** Start **
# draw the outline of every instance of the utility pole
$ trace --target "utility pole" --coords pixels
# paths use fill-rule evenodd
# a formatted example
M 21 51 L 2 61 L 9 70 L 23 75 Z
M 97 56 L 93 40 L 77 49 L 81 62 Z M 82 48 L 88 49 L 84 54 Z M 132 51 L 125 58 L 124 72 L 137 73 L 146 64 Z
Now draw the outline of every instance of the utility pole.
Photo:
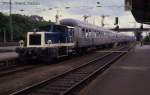
M 104 27 L 104 26 L 105 26 L 105 24 L 104 24 L 104 20 L 105 20 L 105 16 L 104 16 L 104 15 L 102 15 L 102 21 L 101 21 L 101 26 L 102 26 L 102 27 Z
M 102 18 L 102 20 L 101 20 L 101 26 L 102 26 L 102 27 L 105 26 L 104 20 L 105 20 L 106 17 L 109 17 L 109 15 L 102 15 L 102 16 L 101 16 L 101 18 Z
M 11 35 L 11 41 L 14 40 L 13 38 L 13 27 L 12 27 L 12 1 L 9 0 L 9 28 L 10 28 L 10 35 Z
M 3 29 L 3 32 L 4 32 L 4 43 L 6 42 L 6 30 L 5 28 Z

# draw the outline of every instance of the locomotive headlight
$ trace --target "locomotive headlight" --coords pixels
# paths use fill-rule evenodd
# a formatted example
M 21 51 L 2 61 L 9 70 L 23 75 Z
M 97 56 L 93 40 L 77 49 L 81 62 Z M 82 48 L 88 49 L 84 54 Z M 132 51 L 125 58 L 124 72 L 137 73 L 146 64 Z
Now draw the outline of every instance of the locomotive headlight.
M 48 41 L 47 41 L 47 44 L 48 44 L 48 45 L 52 44 L 52 40 L 48 40 Z
M 24 41 L 23 41 L 23 40 L 20 40 L 20 41 L 19 41 L 19 45 L 20 45 L 20 47 L 24 47 Z

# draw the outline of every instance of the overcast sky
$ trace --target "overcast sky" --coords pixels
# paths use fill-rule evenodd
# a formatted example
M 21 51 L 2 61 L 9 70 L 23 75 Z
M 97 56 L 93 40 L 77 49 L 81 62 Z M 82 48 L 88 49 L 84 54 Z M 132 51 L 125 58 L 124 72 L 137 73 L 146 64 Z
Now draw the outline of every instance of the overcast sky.
M 6 3 L 9 0 L 0 0 L 0 11 L 9 12 Z M 22 3 L 20 3 L 22 2 Z M 32 2 L 32 3 L 31 3 Z M 100 4 L 97 4 L 100 2 Z M 45 20 L 55 21 L 57 10 L 63 18 L 74 18 L 83 20 L 83 15 L 91 16 L 89 23 L 100 25 L 101 16 L 107 15 L 105 19 L 106 27 L 114 27 L 115 17 L 120 18 L 120 27 L 134 27 L 135 22 L 130 11 L 124 10 L 124 0 L 12 0 L 12 12 L 26 15 L 39 15 Z M 96 6 L 102 7 L 96 7 Z M 65 7 L 70 7 L 65 9 Z M 48 10 L 53 8 L 52 10 Z M 20 10 L 24 11 L 20 11 Z M 138 26 L 138 24 L 137 24 Z

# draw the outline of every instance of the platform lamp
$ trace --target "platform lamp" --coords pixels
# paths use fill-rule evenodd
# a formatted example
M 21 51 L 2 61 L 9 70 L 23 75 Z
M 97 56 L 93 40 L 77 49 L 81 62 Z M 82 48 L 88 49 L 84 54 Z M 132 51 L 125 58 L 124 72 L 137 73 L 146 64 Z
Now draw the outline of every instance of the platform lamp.
M 13 41 L 14 34 L 13 34 L 13 26 L 12 26 L 12 0 L 9 0 L 9 28 L 10 28 L 11 41 Z

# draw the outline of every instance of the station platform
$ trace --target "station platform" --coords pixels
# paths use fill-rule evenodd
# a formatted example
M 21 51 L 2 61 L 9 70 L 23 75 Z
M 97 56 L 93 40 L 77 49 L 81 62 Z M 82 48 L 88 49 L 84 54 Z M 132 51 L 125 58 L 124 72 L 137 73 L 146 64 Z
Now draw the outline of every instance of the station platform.
M 17 57 L 18 57 L 18 54 L 16 52 L 0 53 L 0 61 L 10 60 L 10 59 L 14 59 Z
M 150 95 L 150 45 L 137 45 L 78 95 Z
M 19 46 L 0 47 L 0 52 L 14 52 Z

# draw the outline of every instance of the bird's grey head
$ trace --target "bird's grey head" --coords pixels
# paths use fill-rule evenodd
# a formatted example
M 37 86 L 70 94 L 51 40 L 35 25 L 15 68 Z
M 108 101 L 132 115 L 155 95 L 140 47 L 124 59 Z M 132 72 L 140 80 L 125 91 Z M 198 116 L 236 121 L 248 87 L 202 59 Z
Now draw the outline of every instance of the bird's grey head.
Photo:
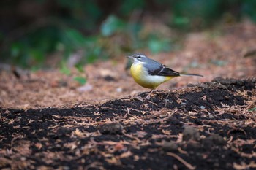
** End **
The problem
Write out all the rows above again, putting "sample path" in place of every "formatted example" and keeping everything else the same. Leave the pictures out.

Output for this exercise
# draw the outline of every instance of the utility pole
$ trace --target "utility pole" --coords pixels
# paths use fill-rule evenodd
# a sample path
M 21 51 L 2 61 L 9 70 L 23 75 Z
M 97 56 L 93 40 L 77 49 L 81 62 Z M 82 48 L 88 49 L 84 54 Z M 132 51 L 125 58 L 124 72 L 137 73 L 146 64 Z
Now draw the outline of every instance of the utility pole.
Photo:
M 104 27 L 104 26 L 105 26 L 105 24 L 104 24 L 104 20 L 105 20 L 105 16 L 104 16 L 104 15 L 102 15 L 102 21 L 101 21 L 101 26 L 102 26 L 102 27 Z
M 102 18 L 102 20 L 101 20 L 101 26 L 102 26 L 102 27 L 105 26 L 104 20 L 105 20 L 106 17 L 109 17 L 109 15 L 102 15 L 102 16 L 101 16 L 101 18 Z
M 11 35 L 11 41 L 14 40 L 13 38 L 13 27 L 12 27 L 12 1 L 9 0 L 9 28 L 10 28 L 10 35 Z
M 3 29 L 3 32 L 4 32 L 4 43 L 6 42 L 6 30 L 5 28 Z

# draw the outline of every instance of the locomotive headlight
$ trace --target "locomotive headlight" --coords pixels
# paths use fill-rule evenodd
# a sample path
M 21 51 L 2 61 L 9 70 L 23 75 Z
M 97 56 L 93 40 L 77 49 L 81 62 Z M 82 48 L 88 49 L 84 54 Z M 132 51 L 125 58 L 124 72 L 137 73 L 146 64 Z
Now draw the outline of every instance of the locomotive headlight.
M 48 41 L 47 41 L 47 44 L 48 44 L 48 45 L 52 44 L 52 40 L 48 40 Z
M 24 41 L 23 41 L 23 40 L 20 40 L 20 41 L 19 41 L 19 45 L 20 45 L 20 47 L 24 47 Z

# draw the outline of every instance of the overcast sky
$ trace --target "overcast sky" --coords pixels
# paths use fill-rule evenodd
# a sample path
M 21 51 L 2 61 L 9 70 L 23 75 Z
M 97 56 L 93 40 L 77 49 L 81 62 Z M 82 48 L 88 49 L 84 54 Z M 132 51 L 125 58 L 124 72 L 137 73 L 146 64 Z
Now draw the outline of every instance of the overcast sky.
M 6 3 L 9 0 L 0 0 L 0 11 L 9 12 Z M 22 3 L 20 3 L 22 2 Z M 32 2 L 32 3 L 31 3 Z M 100 4 L 97 4 L 100 2 Z M 45 20 L 55 21 L 57 10 L 63 18 L 74 18 L 83 20 L 83 15 L 91 16 L 89 23 L 100 25 L 101 16 L 107 15 L 105 19 L 106 27 L 114 27 L 115 17 L 120 18 L 120 27 L 134 27 L 135 22 L 130 11 L 124 10 L 124 0 L 12 0 L 12 12 L 26 15 L 39 15 Z M 96 6 L 102 7 L 96 7 Z M 65 7 L 70 7 L 65 9 Z M 48 10 L 53 8 L 52 10 Z M 20 10 L 24 11 L 20 11 Z M 138 26 L 138 24 L 137 24 Z

# draw the outline of every instance of the platform lamp
$ trace --target "platform lamp" --coords pixels
# paths use fill-rule evenodd
# a sample path
M 21 51 L 2 61 L 9 70 L 23 75 Z
M 97 56 L 93 40 L 77 49 L 81 62 Z M 82 48 L 88 49 L 84 54 Z M 132 51 L 125 58 L 124 72 L 137 73 L 146 64 Z
Now draw the outline of every instance of the platform lamp.
M 13 41 L 14 34 L 13 34 L 13 26 L 12 26 L 12 0 L 9 0 L 9 28 L 10 28 L 11 41 Z

# draw the outline of every instance of the station platform
$ trace --target "station platform" --coords pixels
# paths use fill-rule evenodd
# a sample path
M 21 51 L 2 61 L 9 70 L 23 75 Z
M 97 56 L 93 40 L 77 49 L 81 62 Z M 82 48 L 88 49 L 84 54 Z M 132 51 L 125 58 L 124 72 L 137 73 L 146 64 Z
Now draw the outline of every instance of the station platform.
M 17 57 L 18 57 L 18 54 L 16 52 L 0 53 L 0 61 L 10 60 L 10 59 L 14 59 Z
M 150 95 L 150 45 L 137 45 L 78 95 Z
M 19 46 L 0 47 L 0 52 L 14 52 Z

# draw the outline of every instance of the bird's grey head
$ trace --target "bird's grey head" --coords pixels
# paths use fill-rule evenodd
# a sample path
M 37 86 L 70 94 L 51 40 L 35 25 L 15 68 Z
M 108 101 L 132 115 L 155 95 L 140 47 L 124 59 Z M 132 72 L 140 80 L 125 91 Z M 198 116 L 236 121 L 248 87 L 202 59 Z
Now draw the outline of every instance of the bird's grey head.
Photo:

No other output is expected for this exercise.